任务要求:
A - 请列出这篇中位数题解的 Python 代码里，在 while 循环开始之前被赋值为 0 的全部变量。
B - 请抄写这篇中位数题解中从“nums1 = [1, 2]”一直到“list_len2 = len(nums2)”的全部内容，一字不改。

文档正文:

——————

4. 寻找两个有序数组的中位数_Median of Two Sorted Arrays

Median of Two Sorted Arrays

There are two sorted arrays nums1 and nums2 of size m and n respectively.

Find the median of the two sorted arrays. The overall run time complexity should be O(log (m+n)).

You may assume nums1 and nums2 cannot be both empty.

给定两个大小为 m 和 n 的有序数组 nums1 和 nums2。

请你找出这两个有序数组的中位数，并且要求算法的时间复杂度为 O(log(m + n))。

你可以假设 nums1 和 nums2 不会同时为空。

题目来源：力扣（LeetCode）链接：https://leetcode-cn.com/problems/median-of-two-sorted-arrays

Example 1:

nums1 = [1, 3]
nums2 = [2]

The median is 2.0

Example 2:

nums1 = [1, 2]
nums2 = [3, 4]

The median is (2 + 3)/2 = 2.5

python3:

from typing import List

class Solution:
    def findMedianSortedArrays(self, nums1: List[int], nums2: List[int]) -> float:
        list_len1 = len(nums1)
        list_len2 = len(nums2)
        sum_len = list_len1 + list_len2
        mid_len = sum_len // 2
        
        if list_len1 == 0:
            if sum_len % 2 == 0:
                return (nums2[mid_len] + nums2[mid_len - 1]) / 2
            else:
                return nums2[mid_len]
        if list_len2 == 0:
            if sum_len % 2 == 0:
                return (nums1[mid_len] + nums1[mid_len - 1]) / 2
            else:
                return nums1[mid_len]
        
        count = 0
        i = 0
        j = 0
        now_val = 0
        last_val = 0
        
        while i < list_len1 or j < list_len2:
            last_val = now_val
            if i < list_len1 and ((j >= list_len2) or (j < list_len2 and nums1[i] <= nums2[j])):
                now_val = nums1[i]
                i = i + 1
            else:
                now_val = nums2[j]
                j = j + 1
            if count == mid_len:
                if sum_len % 2 == 0:
                    return (last_val + now_val) / 2
                else:
                    return now_val
            count = count + 1

——————

[已收集的数据条目]
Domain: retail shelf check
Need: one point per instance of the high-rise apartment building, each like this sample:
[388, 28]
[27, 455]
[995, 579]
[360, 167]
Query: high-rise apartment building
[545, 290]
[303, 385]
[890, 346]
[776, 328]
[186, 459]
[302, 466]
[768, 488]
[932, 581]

——————

结果:
A - count、i、j、now_val、last_val

B -
nums1 = [1, 2]
nums2 = [3, 4]

The median is (2 + 3)/2 = 2.5

python3:

from typing import List

class Solution:
    def findMedianSortedArrays(self, nums1: List[int], nums2: List[int]) -> float:
        list_len1 = len(nums1)
        list_len2 = len(nums2)